--- start DATA EXTRACT ---

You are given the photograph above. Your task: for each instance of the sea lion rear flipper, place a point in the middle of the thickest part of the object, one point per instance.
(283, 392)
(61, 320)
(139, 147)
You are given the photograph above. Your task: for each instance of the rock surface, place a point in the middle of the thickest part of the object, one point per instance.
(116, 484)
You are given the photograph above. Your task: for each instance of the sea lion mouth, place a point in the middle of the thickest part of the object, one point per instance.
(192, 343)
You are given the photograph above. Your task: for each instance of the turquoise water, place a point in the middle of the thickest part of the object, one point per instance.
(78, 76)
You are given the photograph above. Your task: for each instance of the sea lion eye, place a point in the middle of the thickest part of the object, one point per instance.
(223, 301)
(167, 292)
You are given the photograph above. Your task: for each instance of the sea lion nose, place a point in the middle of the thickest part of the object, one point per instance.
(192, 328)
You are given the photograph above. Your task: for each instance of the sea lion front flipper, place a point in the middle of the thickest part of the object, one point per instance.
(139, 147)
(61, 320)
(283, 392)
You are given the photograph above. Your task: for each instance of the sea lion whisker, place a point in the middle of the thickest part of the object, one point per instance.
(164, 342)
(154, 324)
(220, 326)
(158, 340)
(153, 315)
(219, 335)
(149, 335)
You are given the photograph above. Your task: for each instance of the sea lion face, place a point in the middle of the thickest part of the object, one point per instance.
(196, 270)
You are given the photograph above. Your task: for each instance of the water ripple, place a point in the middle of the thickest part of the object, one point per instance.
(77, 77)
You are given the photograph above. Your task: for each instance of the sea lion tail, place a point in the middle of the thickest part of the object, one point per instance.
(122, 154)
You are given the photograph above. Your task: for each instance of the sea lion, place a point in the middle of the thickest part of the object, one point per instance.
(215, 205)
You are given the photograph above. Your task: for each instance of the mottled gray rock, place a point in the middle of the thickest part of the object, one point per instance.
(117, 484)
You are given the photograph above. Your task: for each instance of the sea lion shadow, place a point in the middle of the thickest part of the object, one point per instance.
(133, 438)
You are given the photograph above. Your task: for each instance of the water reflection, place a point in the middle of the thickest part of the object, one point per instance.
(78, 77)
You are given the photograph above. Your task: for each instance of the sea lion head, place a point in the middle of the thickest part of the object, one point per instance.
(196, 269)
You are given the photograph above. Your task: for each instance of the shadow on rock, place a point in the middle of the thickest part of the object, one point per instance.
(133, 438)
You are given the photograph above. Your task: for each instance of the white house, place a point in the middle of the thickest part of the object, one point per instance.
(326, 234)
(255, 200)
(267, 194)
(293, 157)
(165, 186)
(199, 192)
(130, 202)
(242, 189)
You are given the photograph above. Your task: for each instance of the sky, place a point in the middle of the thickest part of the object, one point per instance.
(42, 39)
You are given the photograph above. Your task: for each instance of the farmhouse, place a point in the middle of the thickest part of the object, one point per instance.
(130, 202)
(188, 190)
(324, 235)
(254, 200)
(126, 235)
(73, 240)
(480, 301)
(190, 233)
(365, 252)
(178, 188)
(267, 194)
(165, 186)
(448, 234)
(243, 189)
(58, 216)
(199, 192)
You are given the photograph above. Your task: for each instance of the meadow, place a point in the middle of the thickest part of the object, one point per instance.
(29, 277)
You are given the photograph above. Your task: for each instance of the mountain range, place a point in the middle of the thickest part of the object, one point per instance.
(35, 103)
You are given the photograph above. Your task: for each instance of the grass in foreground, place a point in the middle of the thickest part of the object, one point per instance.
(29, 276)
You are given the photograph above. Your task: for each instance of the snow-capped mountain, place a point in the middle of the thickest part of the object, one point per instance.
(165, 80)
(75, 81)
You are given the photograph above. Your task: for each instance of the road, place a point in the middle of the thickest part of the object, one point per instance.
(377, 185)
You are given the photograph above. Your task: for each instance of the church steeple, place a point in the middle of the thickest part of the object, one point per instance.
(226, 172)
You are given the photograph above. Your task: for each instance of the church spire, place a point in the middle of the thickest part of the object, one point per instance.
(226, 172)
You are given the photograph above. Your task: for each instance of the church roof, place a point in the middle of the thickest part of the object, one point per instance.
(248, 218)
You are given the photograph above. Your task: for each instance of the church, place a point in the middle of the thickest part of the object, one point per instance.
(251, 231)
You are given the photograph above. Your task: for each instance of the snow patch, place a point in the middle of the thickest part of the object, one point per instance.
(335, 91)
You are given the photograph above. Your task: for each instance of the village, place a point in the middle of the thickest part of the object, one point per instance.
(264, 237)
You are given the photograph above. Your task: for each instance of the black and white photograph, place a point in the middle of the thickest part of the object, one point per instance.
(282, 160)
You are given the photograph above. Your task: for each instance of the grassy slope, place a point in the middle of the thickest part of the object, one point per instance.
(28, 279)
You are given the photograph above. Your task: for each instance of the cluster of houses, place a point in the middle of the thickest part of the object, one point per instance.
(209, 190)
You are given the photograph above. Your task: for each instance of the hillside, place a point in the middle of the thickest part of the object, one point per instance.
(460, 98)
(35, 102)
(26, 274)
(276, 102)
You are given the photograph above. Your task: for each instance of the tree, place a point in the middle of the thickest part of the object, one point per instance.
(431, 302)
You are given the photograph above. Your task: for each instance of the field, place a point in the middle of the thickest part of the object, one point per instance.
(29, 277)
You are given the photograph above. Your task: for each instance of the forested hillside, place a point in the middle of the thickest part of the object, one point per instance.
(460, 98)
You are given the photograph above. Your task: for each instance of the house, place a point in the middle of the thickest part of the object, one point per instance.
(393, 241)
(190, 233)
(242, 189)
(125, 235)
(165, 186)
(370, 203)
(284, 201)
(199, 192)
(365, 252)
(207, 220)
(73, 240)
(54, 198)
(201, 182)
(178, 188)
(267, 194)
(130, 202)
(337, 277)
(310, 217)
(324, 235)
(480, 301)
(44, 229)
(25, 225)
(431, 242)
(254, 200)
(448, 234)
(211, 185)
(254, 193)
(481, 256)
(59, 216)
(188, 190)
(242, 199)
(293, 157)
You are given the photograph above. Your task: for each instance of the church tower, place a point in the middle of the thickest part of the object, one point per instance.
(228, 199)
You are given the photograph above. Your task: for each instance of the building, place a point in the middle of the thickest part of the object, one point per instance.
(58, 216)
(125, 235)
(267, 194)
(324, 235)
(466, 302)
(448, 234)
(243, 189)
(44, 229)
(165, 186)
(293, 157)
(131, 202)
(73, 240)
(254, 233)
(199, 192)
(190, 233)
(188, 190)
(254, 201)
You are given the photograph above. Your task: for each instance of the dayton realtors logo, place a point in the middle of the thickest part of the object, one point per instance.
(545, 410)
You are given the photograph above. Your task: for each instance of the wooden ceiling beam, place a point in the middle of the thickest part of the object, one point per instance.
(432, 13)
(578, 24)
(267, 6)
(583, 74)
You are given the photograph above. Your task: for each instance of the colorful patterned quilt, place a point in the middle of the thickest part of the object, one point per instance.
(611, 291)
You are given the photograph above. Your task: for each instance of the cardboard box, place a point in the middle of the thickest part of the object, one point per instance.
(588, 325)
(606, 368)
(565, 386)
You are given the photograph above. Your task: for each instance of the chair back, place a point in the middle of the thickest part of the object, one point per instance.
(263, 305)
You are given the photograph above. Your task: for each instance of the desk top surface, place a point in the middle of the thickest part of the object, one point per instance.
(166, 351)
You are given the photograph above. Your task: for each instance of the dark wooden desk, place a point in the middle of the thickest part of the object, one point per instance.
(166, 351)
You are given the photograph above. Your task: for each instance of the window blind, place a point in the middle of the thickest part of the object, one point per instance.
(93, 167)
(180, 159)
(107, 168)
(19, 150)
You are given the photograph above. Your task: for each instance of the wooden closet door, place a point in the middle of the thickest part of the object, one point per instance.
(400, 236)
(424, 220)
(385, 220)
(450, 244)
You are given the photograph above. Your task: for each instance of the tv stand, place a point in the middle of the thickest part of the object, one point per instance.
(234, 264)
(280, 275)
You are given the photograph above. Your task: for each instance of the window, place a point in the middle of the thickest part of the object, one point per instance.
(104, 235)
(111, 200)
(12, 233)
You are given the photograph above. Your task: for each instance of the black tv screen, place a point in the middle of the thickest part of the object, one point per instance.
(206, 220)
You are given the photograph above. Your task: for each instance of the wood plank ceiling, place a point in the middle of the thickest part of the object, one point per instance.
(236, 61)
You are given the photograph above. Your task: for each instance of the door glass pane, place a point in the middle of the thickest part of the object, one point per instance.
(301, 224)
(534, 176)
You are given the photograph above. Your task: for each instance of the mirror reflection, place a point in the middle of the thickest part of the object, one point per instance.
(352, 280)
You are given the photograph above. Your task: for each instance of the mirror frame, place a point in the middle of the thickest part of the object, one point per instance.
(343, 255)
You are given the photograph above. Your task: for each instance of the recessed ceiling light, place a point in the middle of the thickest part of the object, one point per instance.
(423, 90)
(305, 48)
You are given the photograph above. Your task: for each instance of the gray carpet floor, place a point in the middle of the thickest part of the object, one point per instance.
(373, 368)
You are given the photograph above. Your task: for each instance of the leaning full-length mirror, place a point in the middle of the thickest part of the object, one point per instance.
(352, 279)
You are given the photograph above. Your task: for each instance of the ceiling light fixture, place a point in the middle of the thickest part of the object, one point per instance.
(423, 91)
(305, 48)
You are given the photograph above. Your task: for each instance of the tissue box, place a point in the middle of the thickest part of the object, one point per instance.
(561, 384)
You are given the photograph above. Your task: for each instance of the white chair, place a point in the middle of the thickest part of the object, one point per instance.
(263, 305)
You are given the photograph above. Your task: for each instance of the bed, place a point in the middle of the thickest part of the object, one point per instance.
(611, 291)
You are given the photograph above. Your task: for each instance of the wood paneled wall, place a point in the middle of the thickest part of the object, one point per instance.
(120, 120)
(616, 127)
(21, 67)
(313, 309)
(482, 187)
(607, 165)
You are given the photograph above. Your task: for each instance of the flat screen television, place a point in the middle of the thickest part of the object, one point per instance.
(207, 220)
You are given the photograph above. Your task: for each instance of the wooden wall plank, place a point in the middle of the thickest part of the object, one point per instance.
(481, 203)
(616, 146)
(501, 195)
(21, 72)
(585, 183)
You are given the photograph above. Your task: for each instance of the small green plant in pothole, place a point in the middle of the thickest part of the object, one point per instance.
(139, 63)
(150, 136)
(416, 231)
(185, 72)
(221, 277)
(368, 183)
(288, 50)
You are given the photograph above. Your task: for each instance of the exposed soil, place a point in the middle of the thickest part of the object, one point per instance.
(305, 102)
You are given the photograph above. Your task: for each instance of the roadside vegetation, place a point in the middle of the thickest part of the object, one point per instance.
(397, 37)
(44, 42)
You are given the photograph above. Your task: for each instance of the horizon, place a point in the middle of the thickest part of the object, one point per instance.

--- end DATA EXTRACT ---
--- start DATA EXTRACT ---

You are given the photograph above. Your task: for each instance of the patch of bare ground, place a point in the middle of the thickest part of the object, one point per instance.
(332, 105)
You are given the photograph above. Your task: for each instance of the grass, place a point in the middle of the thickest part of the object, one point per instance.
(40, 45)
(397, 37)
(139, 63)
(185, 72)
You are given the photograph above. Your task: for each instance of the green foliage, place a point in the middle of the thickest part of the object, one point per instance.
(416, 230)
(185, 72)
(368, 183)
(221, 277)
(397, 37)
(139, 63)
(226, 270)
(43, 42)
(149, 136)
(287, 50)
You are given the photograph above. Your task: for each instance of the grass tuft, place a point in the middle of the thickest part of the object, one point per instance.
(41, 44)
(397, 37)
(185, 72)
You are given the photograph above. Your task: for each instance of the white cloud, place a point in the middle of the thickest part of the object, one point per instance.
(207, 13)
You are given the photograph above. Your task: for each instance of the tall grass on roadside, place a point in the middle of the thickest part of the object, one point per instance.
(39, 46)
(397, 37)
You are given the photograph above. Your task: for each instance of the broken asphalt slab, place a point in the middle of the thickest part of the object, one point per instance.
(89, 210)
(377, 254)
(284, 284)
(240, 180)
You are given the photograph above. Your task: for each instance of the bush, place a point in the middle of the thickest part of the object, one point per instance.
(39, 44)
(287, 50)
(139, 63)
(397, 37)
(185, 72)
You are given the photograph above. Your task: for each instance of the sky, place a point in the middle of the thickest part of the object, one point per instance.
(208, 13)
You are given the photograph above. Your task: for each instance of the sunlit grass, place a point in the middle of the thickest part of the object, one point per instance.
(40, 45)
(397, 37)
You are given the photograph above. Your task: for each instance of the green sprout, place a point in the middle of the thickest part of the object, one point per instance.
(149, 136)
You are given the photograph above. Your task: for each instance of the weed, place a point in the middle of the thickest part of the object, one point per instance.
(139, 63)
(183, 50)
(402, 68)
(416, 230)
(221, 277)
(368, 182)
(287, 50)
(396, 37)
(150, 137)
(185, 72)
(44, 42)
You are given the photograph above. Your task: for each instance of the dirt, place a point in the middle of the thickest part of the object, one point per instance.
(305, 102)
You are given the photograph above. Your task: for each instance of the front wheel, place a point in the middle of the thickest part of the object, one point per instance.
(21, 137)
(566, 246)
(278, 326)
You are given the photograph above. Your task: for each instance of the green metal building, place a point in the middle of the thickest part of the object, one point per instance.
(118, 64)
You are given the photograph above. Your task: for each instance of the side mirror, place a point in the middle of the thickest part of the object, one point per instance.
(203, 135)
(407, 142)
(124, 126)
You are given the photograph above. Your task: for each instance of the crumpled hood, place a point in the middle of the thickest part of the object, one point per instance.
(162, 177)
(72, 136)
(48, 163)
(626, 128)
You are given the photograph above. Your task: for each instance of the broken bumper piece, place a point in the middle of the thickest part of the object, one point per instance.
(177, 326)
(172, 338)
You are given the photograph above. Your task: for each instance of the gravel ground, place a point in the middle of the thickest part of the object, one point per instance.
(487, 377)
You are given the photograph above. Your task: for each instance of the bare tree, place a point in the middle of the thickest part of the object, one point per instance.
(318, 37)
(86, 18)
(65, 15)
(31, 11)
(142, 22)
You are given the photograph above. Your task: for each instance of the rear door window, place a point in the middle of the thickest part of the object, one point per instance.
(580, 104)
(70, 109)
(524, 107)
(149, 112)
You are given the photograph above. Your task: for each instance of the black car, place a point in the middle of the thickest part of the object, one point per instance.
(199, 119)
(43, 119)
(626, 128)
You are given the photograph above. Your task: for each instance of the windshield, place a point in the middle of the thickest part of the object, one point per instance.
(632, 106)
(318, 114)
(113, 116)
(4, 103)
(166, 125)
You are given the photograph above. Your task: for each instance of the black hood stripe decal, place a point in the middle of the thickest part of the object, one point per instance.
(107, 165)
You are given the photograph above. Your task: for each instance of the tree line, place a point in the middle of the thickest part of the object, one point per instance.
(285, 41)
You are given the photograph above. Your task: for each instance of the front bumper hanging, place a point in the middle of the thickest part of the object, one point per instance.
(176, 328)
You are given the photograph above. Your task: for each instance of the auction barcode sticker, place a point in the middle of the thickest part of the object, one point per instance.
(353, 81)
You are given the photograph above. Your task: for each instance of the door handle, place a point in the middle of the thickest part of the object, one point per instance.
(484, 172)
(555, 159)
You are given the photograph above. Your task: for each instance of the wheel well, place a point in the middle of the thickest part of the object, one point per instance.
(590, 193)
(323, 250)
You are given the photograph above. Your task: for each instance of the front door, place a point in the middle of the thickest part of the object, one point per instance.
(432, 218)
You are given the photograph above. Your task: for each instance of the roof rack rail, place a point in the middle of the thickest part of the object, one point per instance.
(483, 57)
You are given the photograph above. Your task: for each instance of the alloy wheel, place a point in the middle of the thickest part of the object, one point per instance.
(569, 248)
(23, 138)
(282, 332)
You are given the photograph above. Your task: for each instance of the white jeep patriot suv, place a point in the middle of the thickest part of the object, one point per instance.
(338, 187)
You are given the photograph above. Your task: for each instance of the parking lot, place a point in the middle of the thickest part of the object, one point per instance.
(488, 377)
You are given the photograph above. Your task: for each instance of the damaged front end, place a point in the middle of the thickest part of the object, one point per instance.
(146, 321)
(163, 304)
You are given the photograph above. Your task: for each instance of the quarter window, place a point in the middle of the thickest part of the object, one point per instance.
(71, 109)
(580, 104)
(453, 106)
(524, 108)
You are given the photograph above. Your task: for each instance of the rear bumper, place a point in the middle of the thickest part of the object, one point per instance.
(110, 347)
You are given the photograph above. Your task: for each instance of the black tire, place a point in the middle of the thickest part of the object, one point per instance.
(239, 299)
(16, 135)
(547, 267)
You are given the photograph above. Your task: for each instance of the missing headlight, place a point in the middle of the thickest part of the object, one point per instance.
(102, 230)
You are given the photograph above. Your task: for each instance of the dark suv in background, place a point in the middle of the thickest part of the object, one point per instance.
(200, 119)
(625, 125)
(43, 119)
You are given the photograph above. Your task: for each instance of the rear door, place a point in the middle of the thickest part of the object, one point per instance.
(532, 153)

--- end DATA EXTRACT ---

• INSTRUCTION
Identify each line of the material above that contains the string "chair" and copy every such line in full.

• RESPONSE
You are given the photograph above. Your task: for each instance of the chair back, place a point in the middle of the thickest part of the object, one point per instance.
You are given the photograph above. Your task: for each instance of the white chair, place a point in the middle of the thickest part of the object, one point per instance.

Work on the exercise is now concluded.